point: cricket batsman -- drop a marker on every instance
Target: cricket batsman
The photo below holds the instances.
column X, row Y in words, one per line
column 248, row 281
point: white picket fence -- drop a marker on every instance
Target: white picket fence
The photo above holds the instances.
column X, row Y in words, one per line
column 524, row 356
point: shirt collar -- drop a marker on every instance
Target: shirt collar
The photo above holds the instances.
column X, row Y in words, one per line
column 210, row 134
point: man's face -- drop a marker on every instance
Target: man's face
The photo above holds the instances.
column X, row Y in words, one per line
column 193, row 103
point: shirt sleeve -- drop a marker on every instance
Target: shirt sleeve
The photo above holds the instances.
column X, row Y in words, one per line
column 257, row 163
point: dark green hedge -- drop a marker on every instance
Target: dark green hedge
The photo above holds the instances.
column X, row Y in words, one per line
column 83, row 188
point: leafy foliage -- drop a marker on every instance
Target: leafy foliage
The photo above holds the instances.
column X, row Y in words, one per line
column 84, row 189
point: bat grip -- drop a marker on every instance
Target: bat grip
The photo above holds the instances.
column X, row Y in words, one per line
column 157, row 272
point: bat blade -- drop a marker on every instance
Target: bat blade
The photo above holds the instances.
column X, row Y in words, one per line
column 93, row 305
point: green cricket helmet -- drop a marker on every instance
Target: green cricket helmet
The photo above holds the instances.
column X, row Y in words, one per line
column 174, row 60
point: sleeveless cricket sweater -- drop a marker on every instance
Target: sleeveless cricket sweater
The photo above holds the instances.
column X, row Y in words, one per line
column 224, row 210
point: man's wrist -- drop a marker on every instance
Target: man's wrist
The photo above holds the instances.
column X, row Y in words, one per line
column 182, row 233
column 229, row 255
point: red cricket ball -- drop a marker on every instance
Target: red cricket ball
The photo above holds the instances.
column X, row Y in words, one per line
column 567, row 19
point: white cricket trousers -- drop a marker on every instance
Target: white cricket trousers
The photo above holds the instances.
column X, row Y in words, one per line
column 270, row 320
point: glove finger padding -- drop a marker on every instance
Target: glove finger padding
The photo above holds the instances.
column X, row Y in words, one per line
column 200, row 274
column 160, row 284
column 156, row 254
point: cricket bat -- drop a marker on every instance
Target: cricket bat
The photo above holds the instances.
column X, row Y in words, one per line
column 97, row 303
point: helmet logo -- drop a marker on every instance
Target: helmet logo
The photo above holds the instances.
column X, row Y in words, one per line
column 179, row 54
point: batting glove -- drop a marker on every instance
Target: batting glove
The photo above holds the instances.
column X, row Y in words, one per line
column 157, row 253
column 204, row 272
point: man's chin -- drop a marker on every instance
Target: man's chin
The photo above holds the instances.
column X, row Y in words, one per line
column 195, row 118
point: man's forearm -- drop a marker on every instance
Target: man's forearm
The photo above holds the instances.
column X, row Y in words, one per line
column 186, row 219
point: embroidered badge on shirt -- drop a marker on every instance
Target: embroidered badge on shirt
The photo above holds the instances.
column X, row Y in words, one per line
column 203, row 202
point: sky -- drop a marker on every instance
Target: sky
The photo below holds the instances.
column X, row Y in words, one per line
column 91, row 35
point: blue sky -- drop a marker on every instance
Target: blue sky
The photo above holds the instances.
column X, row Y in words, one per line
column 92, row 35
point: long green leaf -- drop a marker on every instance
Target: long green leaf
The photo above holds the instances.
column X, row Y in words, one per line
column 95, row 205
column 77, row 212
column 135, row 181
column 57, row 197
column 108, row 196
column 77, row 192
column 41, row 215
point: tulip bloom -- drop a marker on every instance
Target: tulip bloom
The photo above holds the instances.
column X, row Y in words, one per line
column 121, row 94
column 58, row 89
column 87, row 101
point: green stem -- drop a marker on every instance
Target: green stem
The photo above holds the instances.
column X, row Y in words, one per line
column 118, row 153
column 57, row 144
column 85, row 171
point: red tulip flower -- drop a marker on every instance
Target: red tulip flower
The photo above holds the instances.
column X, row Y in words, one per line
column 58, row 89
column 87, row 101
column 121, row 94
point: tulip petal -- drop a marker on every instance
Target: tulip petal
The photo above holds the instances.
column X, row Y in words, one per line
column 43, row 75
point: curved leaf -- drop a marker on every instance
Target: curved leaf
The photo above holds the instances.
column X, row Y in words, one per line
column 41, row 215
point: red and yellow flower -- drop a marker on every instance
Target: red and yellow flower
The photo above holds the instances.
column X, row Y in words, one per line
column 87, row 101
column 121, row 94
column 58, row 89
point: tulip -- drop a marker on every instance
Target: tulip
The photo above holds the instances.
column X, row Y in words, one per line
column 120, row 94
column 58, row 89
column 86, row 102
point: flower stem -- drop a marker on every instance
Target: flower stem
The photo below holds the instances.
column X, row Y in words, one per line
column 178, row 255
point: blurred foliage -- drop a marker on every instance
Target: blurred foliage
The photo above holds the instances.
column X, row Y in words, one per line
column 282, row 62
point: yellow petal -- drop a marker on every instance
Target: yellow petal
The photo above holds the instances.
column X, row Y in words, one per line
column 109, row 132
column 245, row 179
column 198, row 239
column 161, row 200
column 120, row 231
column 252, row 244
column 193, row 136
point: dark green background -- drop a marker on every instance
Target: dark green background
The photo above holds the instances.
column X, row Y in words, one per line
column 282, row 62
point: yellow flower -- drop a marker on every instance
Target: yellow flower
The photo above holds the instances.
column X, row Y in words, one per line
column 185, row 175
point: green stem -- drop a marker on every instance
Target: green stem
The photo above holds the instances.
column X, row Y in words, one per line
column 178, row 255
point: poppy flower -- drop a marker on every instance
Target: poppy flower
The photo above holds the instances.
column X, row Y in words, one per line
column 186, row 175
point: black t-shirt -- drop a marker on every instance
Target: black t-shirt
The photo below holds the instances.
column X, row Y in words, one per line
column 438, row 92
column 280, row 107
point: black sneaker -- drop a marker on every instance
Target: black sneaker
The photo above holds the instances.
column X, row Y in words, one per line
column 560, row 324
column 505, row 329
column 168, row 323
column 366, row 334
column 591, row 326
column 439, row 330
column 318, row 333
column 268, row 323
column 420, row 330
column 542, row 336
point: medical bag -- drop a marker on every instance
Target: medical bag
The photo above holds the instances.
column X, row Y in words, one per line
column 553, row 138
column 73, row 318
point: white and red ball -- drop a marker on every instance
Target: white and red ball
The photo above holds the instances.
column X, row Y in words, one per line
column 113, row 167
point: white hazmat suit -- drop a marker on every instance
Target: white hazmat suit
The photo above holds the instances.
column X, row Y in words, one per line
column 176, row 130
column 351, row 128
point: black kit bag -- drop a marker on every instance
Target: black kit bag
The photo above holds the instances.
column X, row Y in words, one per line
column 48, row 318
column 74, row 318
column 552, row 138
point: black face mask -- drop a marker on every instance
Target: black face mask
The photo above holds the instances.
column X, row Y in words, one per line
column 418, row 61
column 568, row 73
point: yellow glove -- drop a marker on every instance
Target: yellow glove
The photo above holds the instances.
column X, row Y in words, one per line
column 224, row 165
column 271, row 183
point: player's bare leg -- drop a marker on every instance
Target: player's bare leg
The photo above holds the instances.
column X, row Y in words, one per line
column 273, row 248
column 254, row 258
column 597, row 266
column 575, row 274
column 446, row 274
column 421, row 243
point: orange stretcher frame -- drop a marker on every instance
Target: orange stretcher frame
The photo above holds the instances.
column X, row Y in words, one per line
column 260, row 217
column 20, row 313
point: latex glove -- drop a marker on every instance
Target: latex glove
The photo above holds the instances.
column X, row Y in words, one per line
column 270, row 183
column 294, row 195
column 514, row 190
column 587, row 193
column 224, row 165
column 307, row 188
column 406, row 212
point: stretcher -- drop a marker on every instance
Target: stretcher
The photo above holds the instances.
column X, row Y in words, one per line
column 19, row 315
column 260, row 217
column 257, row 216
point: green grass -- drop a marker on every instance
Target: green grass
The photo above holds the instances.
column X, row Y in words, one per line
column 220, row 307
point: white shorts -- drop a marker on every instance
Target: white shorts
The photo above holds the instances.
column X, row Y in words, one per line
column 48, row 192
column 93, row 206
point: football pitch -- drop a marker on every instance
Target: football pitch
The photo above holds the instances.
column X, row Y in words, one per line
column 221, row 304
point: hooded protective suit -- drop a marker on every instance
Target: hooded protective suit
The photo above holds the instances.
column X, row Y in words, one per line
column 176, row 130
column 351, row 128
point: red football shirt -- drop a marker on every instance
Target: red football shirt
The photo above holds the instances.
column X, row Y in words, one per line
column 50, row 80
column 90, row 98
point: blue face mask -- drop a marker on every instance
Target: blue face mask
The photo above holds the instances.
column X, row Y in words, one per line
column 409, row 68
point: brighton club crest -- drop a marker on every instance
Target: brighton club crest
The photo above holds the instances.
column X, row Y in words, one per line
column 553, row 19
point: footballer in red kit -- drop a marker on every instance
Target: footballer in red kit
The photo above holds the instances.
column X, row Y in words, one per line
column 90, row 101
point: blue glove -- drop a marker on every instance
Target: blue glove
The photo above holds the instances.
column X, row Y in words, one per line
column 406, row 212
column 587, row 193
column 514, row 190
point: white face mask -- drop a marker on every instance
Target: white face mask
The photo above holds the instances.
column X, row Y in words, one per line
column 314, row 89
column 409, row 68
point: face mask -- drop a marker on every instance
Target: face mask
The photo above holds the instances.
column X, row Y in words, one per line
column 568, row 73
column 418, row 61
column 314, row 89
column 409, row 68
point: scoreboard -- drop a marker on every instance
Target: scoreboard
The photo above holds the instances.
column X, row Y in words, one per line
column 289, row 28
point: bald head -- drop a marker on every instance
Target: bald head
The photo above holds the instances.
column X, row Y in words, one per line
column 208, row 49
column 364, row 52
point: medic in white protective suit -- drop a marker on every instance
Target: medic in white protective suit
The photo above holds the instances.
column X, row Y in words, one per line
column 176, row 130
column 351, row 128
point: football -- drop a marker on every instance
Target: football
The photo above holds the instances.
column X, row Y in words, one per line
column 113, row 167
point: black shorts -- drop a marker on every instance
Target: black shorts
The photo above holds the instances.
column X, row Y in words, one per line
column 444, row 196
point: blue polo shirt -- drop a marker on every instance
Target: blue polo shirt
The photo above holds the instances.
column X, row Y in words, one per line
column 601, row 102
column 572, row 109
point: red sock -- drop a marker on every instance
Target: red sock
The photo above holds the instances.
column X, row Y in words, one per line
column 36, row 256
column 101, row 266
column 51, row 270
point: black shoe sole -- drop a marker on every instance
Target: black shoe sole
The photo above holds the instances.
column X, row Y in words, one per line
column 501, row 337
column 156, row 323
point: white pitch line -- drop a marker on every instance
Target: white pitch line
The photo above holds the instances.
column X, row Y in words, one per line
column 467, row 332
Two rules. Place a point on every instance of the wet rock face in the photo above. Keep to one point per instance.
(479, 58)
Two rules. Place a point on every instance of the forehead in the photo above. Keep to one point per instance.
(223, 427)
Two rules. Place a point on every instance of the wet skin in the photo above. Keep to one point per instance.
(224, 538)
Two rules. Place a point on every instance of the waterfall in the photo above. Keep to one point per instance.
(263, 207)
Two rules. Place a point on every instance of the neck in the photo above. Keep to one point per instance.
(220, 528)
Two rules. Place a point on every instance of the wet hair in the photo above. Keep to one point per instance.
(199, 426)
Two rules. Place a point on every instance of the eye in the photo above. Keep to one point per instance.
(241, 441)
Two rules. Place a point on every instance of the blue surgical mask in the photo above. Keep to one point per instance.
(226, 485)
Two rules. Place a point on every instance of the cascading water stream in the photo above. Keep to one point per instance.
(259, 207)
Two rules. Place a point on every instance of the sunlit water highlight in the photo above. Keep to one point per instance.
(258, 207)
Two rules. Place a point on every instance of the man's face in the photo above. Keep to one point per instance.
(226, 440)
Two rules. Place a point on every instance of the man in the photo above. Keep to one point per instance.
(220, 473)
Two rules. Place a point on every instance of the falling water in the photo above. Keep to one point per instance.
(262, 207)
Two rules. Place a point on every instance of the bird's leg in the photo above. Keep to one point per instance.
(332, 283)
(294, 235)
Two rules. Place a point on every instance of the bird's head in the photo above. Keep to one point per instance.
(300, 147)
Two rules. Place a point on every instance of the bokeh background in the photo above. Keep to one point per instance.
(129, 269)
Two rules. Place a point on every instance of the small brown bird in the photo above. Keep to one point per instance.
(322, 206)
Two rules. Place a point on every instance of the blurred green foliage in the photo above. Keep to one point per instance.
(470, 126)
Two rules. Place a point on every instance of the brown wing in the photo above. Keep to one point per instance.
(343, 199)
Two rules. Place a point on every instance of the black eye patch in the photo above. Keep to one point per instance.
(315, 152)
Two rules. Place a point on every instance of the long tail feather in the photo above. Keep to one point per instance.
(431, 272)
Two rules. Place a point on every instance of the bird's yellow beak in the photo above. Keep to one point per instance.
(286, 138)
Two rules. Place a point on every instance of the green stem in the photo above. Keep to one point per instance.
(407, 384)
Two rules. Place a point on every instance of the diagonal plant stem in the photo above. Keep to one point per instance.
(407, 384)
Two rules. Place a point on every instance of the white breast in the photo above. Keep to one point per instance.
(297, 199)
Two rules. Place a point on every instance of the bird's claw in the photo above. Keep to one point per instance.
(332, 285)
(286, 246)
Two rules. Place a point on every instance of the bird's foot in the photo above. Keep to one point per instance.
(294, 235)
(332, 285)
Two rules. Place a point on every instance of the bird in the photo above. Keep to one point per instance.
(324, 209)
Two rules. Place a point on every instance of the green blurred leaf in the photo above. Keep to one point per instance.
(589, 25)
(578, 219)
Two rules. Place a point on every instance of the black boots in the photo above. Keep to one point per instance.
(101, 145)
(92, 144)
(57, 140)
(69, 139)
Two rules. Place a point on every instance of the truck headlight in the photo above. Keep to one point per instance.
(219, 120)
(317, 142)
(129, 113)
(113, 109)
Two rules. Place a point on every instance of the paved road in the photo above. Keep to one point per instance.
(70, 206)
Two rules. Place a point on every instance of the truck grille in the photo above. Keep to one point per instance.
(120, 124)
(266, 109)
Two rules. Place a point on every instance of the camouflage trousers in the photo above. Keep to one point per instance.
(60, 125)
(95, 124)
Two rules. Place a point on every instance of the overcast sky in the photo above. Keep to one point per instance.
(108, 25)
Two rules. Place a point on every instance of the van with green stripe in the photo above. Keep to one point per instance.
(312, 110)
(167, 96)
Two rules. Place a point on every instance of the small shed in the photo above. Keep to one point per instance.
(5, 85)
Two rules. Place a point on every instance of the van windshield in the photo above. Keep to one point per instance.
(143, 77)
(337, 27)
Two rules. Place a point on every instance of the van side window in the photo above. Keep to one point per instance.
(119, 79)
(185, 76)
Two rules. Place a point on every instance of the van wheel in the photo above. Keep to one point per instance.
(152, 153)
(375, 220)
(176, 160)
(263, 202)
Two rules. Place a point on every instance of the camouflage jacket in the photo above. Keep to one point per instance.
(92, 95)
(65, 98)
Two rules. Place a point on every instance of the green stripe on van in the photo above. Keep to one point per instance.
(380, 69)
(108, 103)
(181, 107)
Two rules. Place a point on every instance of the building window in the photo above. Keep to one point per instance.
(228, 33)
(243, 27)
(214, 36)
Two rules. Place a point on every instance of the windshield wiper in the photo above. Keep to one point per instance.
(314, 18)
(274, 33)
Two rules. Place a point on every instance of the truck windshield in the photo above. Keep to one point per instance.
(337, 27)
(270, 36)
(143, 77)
+ + +
*ACTIVITY*
Among the entries above, find every line holding "fence" and copy it.

*RESPONSE TO THE TASK*
point: white picket fence -- drop a marker on every instance
Target: white picket fence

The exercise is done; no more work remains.